**Data provided**
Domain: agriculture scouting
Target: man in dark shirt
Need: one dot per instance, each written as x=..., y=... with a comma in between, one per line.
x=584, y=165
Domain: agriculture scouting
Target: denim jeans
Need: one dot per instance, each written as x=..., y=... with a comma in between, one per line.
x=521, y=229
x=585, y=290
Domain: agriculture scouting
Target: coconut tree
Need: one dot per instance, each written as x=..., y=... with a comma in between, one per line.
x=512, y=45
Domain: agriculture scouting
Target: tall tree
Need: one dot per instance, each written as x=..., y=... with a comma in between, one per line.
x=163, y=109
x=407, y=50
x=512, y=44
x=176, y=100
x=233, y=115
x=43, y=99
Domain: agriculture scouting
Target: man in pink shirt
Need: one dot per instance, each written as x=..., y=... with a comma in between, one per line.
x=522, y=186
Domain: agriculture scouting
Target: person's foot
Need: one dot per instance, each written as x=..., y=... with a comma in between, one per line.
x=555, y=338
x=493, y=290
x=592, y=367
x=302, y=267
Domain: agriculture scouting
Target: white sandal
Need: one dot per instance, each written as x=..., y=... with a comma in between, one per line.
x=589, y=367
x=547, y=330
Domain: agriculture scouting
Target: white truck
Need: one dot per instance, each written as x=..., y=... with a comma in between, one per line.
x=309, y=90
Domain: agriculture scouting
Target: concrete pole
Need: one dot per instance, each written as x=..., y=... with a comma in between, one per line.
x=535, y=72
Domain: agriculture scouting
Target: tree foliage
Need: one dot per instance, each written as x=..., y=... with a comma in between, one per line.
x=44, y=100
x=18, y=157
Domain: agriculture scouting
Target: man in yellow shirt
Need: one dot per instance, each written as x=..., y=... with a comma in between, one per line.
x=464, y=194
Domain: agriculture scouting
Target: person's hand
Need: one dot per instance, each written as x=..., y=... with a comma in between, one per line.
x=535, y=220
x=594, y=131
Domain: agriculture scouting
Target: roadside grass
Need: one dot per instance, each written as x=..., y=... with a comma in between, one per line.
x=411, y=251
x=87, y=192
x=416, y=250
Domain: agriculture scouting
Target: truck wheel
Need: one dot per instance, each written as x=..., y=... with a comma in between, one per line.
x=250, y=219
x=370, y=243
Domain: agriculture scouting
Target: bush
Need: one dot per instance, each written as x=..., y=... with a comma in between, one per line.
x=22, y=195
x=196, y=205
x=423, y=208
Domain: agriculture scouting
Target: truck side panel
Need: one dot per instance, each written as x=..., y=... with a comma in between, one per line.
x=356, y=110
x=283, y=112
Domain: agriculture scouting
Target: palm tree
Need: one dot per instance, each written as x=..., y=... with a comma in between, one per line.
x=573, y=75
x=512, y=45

**Exercise directions**
Rewrite everything from the start of the records down to and including the line containing "x=594, y=131", requests and all, and offset each coordinate in the answers by adding 57 to both its x and y values.

**Written solution**
Domain: agriculture scouting
Target: man in dark shirt
Need: one dot per instance, each written as x=..., y=... with a comma in between, one per line.
x=641, y=222
Domain: agriculture scouting
Target: denim jeans
Need: one dot per instance, each written as x=..., y=... with a comma in between, one per line.
x=578, y=286
x=642, y=347
Domain: agriculture scouting
Target: coconut tree
Need: one dot per instance, each written as x=..., y=... with a comma in between, one per line.
x=569, y=102
Domain: agriculture scouting
Target: tall tree
Need: one dot per instance, each written as x=..., y=... with a comma in between, one per line.
x=220, y=166
x=464, y=107
x=569, y=101
x=233, y=157
x=290, y=172
x=100, y=156
Domain: agriculture scouting
Target: man in pink shirt
Need: one dot per instance, each written as x=..., y=... with a comma in between, one per line.
x=579, y=243
Domain: agriculture scouting
Target: person's foot
Need: one dot per instance, each written as x=..., y=... with a comma in between, one per line.
x=612, y=395
x=550, y=347
x=649, y=424
x=359, y=324
Domain: agriculture scouting
Target: white sandal
Need: one dot per instance, each written as x=..., y=... with a comma in between, one per line.
x=646, y=424
x=604, y=387
Domain: agriculture scouting
Target: white truck
Need: one dot per instance, each written as x=..., y=... with a comma in between, one per line.
x=366, y=147
Domain: agriculture scouting
Target: concrete pole
Need: one dot per instance, each written as x=..., y=... with a comma in between, one per line.
x=592, y=129
Domain: agriculture scouting
Target: tree foliage
Need: one dot per instance, each written as x=..., y=... with a comma in between, one per line.
x=101, y=157
x=75, y=214
Domain: agriculture scouting
Target: man in yellow shirt
Need: one dot per instance, each written as x=..., y=... with a comma in between, one per line.
x=521, y=251
Domain: agriculture scouting
Target: person's hand
Need: one dot per instance, each written as x=..., y=... with a comma in between, one per line.
x=592, y=277
x=651, y=188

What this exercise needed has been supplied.